> **YOUR TASK**
Answer these questions using the mailing list post below.
1. On what date was the post sent?
2. In the quoted lines, what does the author of the quoted message say the restrictions on a copyright license can only apply to?
3. What does the post's author say they have only mentioned?
-- begin PASSAGE PROVIDED --
Fedora/RH policies sometimes suck

Les Mikesell lesmikesell at gmail.com
Thu Apr 12 16:42:08 UTC 2007


Rahul Sundaram wrote:

>>>
>>> Do you mean bundled together? You can certainly do that. A copyright 
>>> license cannot outright restrict mere bundles of unrelated components.
>>
>> I mean as described by the GPL - in anything that can be construed as 
>> a derived work containing any GPL'd code.  Such a thing can't be 
>> distributed unless GPL terms can apply to the work as a whole. 
> 
> GPL license does not involve unrelated components. You claimed that a 
> combination is not possible. 

I've never claimed anything about unrelated components.  I've only 
mentioned Linux and the GPL'd parts of the distribution.

> It certainly is. The restrictions on a 
> copyright license can only apply to code that uses it. Merely combining 
> components cannot ever be restricted by a copyright license.

You have to define 'components' in an odd way to make that statement.
-- end PASSAGE PROVIDED --
-- begin DATA --
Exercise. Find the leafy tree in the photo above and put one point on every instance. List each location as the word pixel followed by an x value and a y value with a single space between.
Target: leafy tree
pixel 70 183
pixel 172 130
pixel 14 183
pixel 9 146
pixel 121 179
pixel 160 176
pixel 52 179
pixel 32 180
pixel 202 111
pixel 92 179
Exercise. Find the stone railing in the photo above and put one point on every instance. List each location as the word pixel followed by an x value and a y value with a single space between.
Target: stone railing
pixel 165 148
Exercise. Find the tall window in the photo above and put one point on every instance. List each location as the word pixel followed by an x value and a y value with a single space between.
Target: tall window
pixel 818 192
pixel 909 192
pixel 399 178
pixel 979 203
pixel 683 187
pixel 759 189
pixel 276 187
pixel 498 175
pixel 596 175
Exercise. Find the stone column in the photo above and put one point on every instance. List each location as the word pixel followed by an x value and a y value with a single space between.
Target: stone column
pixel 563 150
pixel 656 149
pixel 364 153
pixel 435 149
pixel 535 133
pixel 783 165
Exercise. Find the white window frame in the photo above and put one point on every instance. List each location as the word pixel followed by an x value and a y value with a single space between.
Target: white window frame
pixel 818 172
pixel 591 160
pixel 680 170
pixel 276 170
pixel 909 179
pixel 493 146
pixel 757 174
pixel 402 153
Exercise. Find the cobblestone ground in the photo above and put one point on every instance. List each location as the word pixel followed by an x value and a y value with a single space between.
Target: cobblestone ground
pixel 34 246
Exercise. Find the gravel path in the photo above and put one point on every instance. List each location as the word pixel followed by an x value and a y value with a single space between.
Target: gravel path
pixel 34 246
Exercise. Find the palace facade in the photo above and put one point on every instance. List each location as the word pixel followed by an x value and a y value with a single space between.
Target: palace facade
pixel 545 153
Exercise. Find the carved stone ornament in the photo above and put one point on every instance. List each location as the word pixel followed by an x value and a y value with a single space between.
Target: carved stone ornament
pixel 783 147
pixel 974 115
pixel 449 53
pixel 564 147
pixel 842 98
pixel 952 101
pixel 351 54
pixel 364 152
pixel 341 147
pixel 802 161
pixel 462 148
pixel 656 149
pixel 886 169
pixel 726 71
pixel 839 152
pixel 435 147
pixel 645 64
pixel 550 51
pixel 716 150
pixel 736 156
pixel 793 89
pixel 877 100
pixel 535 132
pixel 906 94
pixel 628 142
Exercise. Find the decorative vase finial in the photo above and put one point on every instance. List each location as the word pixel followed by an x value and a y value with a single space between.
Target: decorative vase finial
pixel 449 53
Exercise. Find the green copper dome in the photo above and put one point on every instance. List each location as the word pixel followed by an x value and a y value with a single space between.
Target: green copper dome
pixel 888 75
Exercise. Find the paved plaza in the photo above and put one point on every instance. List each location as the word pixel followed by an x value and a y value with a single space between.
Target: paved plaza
-- end DATA --
> **ANSWER FOR THIS EXERCISE**
1. Thursday, April 12, 2007.
2. Code that uses the license.
3. Linux and the GPL'd parts of the distribution.